### GIVEN INSTRUCTION A:
Rewrite the blog post from "The sap of r)evolution" to "to take place.", replacing "silence" with "stillness".

### EXCERPT:
• • •

About this clown

My photo
I often feel that we're all spinning slowly... like a mirror ball. Yes, we are all mirrors to each other. And so, it is the Light between us that I hope to help reveal and celebrate. /// J'ai souvent l'impression que nous sommes une boule disco qui tourne lentement. Nous sommes tous des miroirs pour les uns les autres. C'est donc la lumière qu'il y a entre nous que j'espère contribuer à souligner et à célébrer.

Sunday, April 29, 2012

The sap of r)evolution

It's hard to make sense of what's been happening; there are moments when I wonder: how I can consider myself to be a writer, when I'm not actually writing?  Though )at the risk of being redundant) somehow it also makes so much sense:The readjustment, the adaptation, the unceasing movement of impressions and emotions... my need to let this process unfold within, in its own time, and away from the screen.  There is so much happening inside, that I can't keep up the transparent and immediate processing the way I usually do.

Transparent and immediate processing has been a cause of mine.  Lately, I've embraced what I consider to be a yin approach (my own sense)... no words, no conceptualization... only this ineffable mystery of unconscious gestation and silence.


... Meanwhile...
in the streets of Montréal city...
a revolution is wanting to take place.

The students are still on strike!
Protests and marches are happening daily now.


Two days ago (April 25th), I watched this video on Facebook:


I watched this video and I thought of one thing: Prague.

Such mobilization, such fervor, such numbers... It's so important that we remember the amount of power that a people can have, if only enough individuals dare get out and stand up, together.  ''Un pueblo, undo, nunca sera vincido!''
Hold on seers, revolutions take months to unfold... evolutions take centuries.

Now let me say this,
My roommates have been passionately involved in the student movement, while I have personally found it more difficult to fully identify with the arguments and the cause.  I am not in school anymore, for one thing; but that's not a real reason, because I still consider the education system to be the concern of all citizens.  So the reason why I've been tentative about wearing ''the red square'' - the symbol of this strike - is because I don't think we're highlighting the real issues, the real incentives, the real needs...

• • •

### GIVEN INSTRUCTION B:
Reproduce the records verbatim, from the line with "Keypoint placement for each instance of the woman's" through the end of the records.

### RECORDS SUPPLIED:
• • •

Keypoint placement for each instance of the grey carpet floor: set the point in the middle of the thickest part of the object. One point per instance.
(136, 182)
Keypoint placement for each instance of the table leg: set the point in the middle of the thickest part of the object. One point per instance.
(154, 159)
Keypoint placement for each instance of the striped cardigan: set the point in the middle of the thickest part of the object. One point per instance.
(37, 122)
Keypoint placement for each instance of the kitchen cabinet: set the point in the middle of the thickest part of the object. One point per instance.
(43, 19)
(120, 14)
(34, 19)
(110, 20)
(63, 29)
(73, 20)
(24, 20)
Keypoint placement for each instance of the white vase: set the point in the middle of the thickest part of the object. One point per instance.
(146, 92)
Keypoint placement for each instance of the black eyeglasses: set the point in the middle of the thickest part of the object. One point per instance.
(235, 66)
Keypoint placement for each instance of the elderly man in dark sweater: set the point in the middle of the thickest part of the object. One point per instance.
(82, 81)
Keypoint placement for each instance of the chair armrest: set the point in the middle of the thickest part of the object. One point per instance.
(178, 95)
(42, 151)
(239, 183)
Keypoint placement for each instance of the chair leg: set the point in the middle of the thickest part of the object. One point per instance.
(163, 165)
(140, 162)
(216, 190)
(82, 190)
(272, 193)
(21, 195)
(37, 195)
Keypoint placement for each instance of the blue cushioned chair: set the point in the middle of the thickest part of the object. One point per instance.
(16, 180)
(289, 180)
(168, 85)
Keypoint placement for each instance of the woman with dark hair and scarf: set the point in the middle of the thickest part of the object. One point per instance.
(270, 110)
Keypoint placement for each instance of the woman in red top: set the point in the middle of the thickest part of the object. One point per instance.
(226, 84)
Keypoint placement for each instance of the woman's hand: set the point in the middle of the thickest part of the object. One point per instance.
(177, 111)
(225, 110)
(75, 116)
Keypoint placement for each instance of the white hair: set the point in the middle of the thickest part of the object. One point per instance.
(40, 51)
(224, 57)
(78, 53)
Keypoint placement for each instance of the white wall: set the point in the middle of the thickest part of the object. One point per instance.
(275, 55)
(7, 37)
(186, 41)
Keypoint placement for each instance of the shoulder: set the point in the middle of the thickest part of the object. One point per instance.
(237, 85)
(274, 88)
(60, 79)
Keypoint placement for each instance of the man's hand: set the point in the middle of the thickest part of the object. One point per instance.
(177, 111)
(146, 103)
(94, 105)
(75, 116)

• • •

### WRITTEN SOLUTION A:
The sap of r)evolution

It's hard to make sense of what's been happening; there are moments when I wonder: how I can consider myself to be a writer, when I'm not actually writing?  Though )at the risk of being redundant) somehow it also makes so much sense:The readjustment, the adaptation, the unceasing movement of impressions and emotions... my need to let this process unfold within, in its own time, and away from the screen.  There is so much happening inside, that I can't keep up the transparent and immediate processing the way I usually do.

Transparent and immediate processing has been a cause of mine.  Lately, I've embraced what I consider to be a yin approach (my own sense)... no words, no conceptualization... only this ineffable mystery of unconscious gestation and stillness.


... Meanwhile...
in the streets of Montréal city...
a revolution is wanting to take place.

### WRITTEN SOLUTION B:
Keypoint placement for each instance of the woman's hand: set the point in the middle of the thickest part of the object. One point per instance.
(177, 111)
(225, 110)
(75, 116)
Keypoint placement for each instance of the white hair: set the point in the middle of the thickest part of the object. One point per instance.
(40, 51)
(224, 57)
(78, 53)
Keypoint placement for each instance of the white wall: set the point in the middle of the thickest part of the object. One point per instance.
(275, 55)
(7, 37)
(186, 41)
Keypoint placement for each instance of the shoulder: set the point in the middle of the thickest part of the object. One point per instance.
(237, 85)
(274, 88)
(60, 79)
Keypoint placement for each instance of the man's hand: set the point in the middle of the thickest part of the object. One point per instance.
(177, 111)
(146, 103)
(94, 105)
(75, 116)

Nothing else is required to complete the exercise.